→ **Work instructions**: Emit a verbatim copy of the lines running from the line with "toilet tank lid." through the end of the material below.

→ **Information provided**:
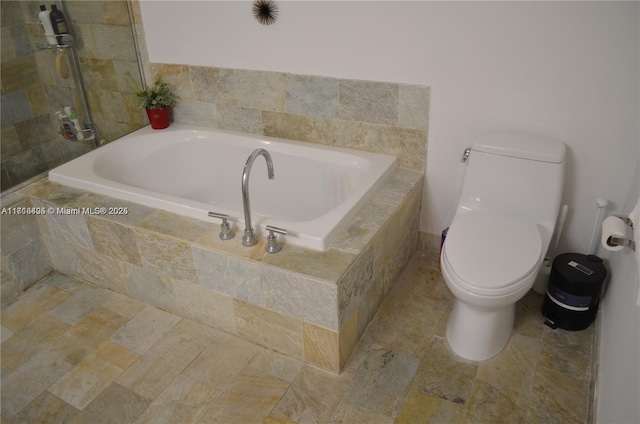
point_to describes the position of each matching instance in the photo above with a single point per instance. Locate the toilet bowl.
(487, 275)
(507, 209)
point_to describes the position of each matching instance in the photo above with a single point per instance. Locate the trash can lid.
(580, 269)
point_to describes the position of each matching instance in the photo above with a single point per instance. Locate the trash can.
(573, 291)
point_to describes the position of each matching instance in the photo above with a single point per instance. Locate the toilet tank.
(517, 175)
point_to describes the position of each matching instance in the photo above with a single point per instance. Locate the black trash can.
(573, 291)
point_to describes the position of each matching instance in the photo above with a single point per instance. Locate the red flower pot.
(158, 118)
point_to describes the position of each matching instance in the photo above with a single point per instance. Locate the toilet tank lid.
(524, 146)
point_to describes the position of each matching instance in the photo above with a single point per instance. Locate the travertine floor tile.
(155, 370)
(420, 407)
(93, 374)
(513, 370)
(486, 404)
(183, 401)
(35, 301)
(46, 408)
(39, 335)
(115, 404)
(348, 413)
(443, 374)
(249, 398)
(381, 384)
(69, 356)
(221, 361)
(567, 351)
(145, 329)
(81, 303)
(312, 397)
(28, 382)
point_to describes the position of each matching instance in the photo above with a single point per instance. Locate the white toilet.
(507, 210)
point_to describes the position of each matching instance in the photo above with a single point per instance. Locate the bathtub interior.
(316, 189)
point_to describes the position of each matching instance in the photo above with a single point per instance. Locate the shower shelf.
(42, 44)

→ **Expected answer**:
point_to describes the position of each matching instance in the photo above with a single point per instance. Locate the toilet tank lid.
(524, 146)
point_to describes the position of each matching instance in the photo above with a single point per instance. Locate the travertine floor tile.
(155, 370)
(420, 407)
(93, 374)
(513, 370)
(486, 404)
(183, 401)
(35, 301)
(46, 408)
(39, 335)
(115, 404)
(348, 413)
(443, 374)
(249, 398)
(381, 384)
(69, 356)
(221, 361)
(567, 351)
(145, 329)
(81, 303)
(312, 397)
(28, 382)
point_to describes the position of each matching instance in the photo above with a single point per instance. Locate the white toilet.
(507, 210)
point_to describes the position of each matching instance in the photo above with a single point per instance. Locate the bathtub interior.
(316, 189)
point_to describes the position of each matching instance in the photo above with a single point per instance. Locate the shower shelf.
(42, 44)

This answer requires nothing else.